- [Action item]: When a record contains an image, skip the image and retype the rest of that record exactly.
##### Exercise materials
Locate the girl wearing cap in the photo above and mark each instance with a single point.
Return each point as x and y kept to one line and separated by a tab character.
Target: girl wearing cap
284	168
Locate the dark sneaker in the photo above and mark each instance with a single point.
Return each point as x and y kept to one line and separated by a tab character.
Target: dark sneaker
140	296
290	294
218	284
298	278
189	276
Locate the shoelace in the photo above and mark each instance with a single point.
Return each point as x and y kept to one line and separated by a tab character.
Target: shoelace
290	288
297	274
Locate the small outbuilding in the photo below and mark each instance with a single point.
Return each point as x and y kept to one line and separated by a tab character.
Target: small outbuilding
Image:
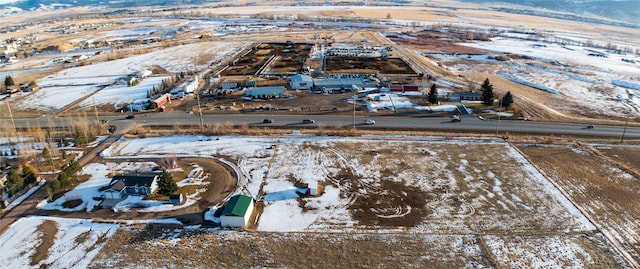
##########
- [Exercise output]:
Locate the girl wearing cap in the photo above and mark each instance with a single point.
Return each point as x and y kept to one line and separated by a tab character.
Target: girl wearing cap
284	168
Locate the dark sneaker in the photo above and mark each instance with a single point.
Return each point as x and y kept to one line and separated by a tab character.
Target: dark sneaker
140	296
290	294
218	284
298	278
189	276
Locate the shoelace in the photo above and mark each instance with a single point.
Return each point as x and y kept to one line and separated by a tab character.
Target: shoelace
290	288
297	274
Locate the small outbuilding in the photo below and mark each instance with a single point.
Return each point as x and y kept to one line and separated by a tab character.
Target: small outbuilding
Image:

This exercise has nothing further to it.